= Fragmento seleccionado =

“Atrás quedó la osadía y la mirada desafiante hacia el porvenir. Hoy nos quedamos en un intermedio peligroso y paralizante que oscila entre el autoflagelo, la autoveneración y la autoexplotación”, escribe Catalina Lufín, estudiante de Literatura y Lingüística Hispánica y presidenta de la Federación de Estudiantes de la U. de Chile.
Por Catalina Lufín | Foto principal: Felipe PoGa
Sobrevivimos. Lo declaramos como quien anuncia la llegada del diario, como una cotidiana y esperanzadora sorpresa. Sobrevivimos. Hoy, poco a poco volvemos a ocupar nuestras calles, nuestras plazas, nuestras ciudades. El pulso de la humanidad se hace más fuerte luego de tres años de terror e incertidumbre. Sobrevivimos. Pero en nuestro intento desesperado por retomar lo que había antes de la pandemia, nos damos cuenta de que falta algo, como una extremidad fantasma que, a pesar de todo, duele. Y es que estamos vivos en apariencia, pero sin pulsión de vida. ¿Dónde ha quedado la vitalidad de nuestra generación?

= Información proporcionada =
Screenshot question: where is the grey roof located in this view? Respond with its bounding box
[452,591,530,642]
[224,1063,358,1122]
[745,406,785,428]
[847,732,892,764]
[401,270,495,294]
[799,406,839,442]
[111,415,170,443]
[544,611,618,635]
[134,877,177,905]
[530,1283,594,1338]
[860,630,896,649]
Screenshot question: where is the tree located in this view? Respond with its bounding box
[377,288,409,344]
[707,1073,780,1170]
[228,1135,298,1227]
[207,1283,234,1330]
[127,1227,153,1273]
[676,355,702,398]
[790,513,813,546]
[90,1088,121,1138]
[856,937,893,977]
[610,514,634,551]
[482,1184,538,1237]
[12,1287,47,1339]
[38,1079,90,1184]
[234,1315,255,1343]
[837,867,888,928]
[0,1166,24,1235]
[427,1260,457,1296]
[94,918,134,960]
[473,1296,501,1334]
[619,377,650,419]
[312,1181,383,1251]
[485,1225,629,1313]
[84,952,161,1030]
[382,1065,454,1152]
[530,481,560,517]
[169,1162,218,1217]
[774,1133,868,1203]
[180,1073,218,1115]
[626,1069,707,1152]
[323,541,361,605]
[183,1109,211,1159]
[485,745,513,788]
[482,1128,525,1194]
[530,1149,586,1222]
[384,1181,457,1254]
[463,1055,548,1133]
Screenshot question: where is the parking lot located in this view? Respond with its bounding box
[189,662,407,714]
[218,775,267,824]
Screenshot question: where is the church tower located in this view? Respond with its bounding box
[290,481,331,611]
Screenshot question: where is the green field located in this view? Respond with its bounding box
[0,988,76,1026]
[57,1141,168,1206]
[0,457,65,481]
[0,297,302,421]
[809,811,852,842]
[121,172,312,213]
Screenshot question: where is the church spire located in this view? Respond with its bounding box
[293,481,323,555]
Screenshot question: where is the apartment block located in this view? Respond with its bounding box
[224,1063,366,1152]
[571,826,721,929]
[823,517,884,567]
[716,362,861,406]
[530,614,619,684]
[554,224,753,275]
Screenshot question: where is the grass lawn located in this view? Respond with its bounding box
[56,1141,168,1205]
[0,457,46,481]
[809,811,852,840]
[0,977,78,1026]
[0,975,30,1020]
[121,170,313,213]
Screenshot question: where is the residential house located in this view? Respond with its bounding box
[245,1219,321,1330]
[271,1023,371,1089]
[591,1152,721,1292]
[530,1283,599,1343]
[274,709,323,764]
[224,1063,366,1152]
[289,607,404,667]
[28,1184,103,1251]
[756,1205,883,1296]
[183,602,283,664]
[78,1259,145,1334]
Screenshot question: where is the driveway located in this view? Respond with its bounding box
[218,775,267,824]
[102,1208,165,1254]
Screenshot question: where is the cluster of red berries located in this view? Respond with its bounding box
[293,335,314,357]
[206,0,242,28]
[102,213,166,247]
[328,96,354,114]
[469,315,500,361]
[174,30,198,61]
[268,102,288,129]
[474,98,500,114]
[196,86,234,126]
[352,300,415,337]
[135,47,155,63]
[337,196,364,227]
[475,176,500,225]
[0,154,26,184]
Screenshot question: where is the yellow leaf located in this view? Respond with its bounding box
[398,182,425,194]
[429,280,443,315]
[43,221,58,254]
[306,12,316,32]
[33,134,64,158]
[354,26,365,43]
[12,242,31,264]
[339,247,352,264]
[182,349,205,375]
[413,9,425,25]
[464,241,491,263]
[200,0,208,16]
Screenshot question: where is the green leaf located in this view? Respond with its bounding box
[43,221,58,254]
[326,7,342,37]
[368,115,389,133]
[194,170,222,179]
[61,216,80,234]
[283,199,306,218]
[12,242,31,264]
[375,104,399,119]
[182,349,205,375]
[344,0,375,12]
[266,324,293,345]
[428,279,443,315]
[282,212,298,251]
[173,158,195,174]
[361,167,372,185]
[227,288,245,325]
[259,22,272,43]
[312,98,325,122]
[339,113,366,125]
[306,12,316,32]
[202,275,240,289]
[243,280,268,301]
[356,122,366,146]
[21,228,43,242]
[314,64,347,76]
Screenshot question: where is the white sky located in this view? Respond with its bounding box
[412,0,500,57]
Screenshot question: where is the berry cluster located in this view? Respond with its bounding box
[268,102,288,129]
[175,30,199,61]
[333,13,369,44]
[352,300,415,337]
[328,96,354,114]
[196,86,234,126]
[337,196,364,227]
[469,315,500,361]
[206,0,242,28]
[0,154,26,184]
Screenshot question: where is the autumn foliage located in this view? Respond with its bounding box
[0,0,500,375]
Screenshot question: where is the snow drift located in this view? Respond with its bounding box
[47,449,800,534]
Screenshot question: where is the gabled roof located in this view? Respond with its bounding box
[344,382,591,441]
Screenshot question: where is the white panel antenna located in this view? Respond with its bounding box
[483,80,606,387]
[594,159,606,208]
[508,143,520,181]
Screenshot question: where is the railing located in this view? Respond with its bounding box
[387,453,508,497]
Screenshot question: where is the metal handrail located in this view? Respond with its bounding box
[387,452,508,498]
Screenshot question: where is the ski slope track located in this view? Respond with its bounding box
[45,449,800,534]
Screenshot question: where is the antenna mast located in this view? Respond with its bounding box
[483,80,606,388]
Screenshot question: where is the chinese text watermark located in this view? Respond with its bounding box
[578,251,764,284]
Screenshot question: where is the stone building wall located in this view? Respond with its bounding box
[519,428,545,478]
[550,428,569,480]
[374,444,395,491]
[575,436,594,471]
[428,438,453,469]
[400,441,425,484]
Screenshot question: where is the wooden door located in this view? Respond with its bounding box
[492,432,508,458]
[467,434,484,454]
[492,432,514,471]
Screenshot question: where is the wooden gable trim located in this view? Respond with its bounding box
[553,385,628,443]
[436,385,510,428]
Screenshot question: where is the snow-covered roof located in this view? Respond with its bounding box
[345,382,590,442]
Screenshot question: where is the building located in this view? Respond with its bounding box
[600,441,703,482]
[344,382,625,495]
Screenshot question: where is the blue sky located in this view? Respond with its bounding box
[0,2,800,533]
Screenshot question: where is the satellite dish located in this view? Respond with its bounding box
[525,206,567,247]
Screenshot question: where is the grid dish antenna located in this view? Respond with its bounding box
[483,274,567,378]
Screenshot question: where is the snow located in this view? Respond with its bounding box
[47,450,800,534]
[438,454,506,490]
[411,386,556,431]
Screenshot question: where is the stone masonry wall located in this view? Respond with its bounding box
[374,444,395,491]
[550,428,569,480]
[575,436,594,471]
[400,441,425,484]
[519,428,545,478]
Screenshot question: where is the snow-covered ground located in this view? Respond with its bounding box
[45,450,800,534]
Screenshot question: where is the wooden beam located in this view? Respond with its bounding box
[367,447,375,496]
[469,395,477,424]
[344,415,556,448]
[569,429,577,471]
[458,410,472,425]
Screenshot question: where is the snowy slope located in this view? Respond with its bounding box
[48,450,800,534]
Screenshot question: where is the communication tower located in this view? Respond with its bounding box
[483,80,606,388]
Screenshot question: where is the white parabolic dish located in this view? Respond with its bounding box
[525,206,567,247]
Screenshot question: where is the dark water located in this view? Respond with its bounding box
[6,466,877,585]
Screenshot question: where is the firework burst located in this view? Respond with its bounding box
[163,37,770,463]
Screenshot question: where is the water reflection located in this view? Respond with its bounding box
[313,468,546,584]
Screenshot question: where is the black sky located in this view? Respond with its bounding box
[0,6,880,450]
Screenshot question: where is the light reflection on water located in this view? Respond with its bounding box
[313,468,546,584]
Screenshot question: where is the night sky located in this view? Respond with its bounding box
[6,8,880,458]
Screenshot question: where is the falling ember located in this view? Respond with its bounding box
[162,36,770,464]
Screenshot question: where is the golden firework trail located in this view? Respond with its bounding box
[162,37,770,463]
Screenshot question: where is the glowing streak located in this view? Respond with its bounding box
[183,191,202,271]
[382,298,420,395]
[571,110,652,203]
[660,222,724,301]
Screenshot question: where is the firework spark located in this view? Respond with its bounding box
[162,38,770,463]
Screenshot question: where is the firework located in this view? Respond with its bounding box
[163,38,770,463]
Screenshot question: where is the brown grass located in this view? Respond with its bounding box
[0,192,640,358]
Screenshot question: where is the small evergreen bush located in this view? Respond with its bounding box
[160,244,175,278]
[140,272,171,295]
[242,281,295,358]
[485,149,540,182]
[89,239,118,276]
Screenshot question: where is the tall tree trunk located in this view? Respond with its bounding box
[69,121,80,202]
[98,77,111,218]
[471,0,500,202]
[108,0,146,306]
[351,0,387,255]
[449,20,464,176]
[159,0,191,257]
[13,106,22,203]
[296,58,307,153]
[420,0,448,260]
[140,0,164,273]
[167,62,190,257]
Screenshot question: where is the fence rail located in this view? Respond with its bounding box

= Tarea =
Según el fragmento seleccionado, ¿qué cargo ocupa Catalina Lufín en la Federación de Estudiantes de la U. de Chile? Responde en pocas palabras, por favor.

= Resultado del ejercicio =
Es la presidenta.